■ AIM OF THE EXERCISE
Nothing may be dropped or altered: reproduce all the data.

■ DATA TO PROCESS
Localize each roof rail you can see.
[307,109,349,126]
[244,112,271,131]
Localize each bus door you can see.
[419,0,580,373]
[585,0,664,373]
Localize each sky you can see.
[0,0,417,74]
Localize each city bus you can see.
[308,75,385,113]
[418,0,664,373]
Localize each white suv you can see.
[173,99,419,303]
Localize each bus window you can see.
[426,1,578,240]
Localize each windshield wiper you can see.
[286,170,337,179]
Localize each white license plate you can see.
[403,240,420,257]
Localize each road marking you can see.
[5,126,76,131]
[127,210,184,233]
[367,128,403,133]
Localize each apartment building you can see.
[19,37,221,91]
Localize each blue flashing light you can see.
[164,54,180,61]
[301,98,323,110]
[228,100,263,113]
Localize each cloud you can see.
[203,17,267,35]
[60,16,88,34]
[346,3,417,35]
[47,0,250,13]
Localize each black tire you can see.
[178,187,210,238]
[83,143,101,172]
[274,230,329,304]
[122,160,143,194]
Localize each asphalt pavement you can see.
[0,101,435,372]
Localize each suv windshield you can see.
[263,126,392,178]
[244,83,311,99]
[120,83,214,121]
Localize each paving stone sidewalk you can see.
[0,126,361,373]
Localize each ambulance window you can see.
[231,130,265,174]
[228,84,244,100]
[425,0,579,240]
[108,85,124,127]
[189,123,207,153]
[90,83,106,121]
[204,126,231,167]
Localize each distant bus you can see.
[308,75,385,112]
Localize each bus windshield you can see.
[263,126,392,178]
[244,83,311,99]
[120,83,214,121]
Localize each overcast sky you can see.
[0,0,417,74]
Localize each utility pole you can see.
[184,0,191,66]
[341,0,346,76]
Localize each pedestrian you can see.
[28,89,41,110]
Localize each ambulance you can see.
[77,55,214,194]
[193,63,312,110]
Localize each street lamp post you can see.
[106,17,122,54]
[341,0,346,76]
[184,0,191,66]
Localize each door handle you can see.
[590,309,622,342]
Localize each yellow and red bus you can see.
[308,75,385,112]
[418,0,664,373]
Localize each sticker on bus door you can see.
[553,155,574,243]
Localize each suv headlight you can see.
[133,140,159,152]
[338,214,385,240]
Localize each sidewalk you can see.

■ COMPLETE OUTPUT
Localize each roof rail you can see.
[307,109,349,126]
[244,112,271,131]
Localize each bus door you can see.
[419,0,580,373]
[585,0,664,373]
Localize each sky you can see.
[0,0,417,74]
Localize each city bus you can see.
[308,75,385,113]
[418,0,664,373]
Localize each white suv you can see.
[173,99,419,303]
Localize each bus window you can see.
[426,1,578,240]
Localize each windshield wiper you can see.
[286,170,337,179]
Localize each white license plate you can see.
[403,240,420,257]
Localize each road marking you can see.
[5,126,76,131]
[127,210,184,233]
[367,128,403,133]
Localize each apartment building you can see.
[19,37,221,91]
Localize each blue flashing light you can see.
[164,54,180,61]
[301,98,323,110]
[228,100,263,113]
Localize each cloud you can see.
[203,17,267,35]
[60,16,88,34]
[346,3,417,35]
[47,0,250,13]
Localize each black tire you can see.
[178,187,210,238]
[83,143,101,172]
[274,230,329,304]
[122,160,143,194]
Localize each asphalt pavement you can see.
[0,101,435,372]
Localize each suv windshield you can see.
[263,126,392,178]
[244,83,311,99]
[120,83,214,121]
Localize each paving stone sidewalk you can see.
[0,126,361,373]
Localize each ambulance window you can see.
[231,130,265,174]
[228,84,244,100]
[425,0,579,240]
[108,85,124,127]
[189,123,207,153]
[90,83,106,121]
[204,126,231,167]
Localize each distant bus you can see.
[308,75,385,112]
Localize each bus windshield you can see.
[263,126,392,178]
[244,83,311,99]
[120,83,214,121]
Localize each overcast sky you can see.
[0,0,417,74]
Localize each utility pole you can see.
[184,0,191,66]
[341,0,346,76]
Localize each pedestrian you can see.
[28,89,41,110]
Localize each ambulance you can see.
[77,55,214,194]
[193,63,312,110]
Localize each street lamp post you can see.
[106,17,122,54]
[341,0,346,76]
[184,0,191,66]
Localize each door handle you can see.
[590,309,622,342]
Localize each yellow and red bus you can see.
[308,75,385,112]
[418,0,664,373]
Localize each sticker on bus door you can see.
[553,155,574,243]
Localize each suv headlight you can see.
[133,140,159,152]
[338,214,385,240]
Localize each sidewalk you can see.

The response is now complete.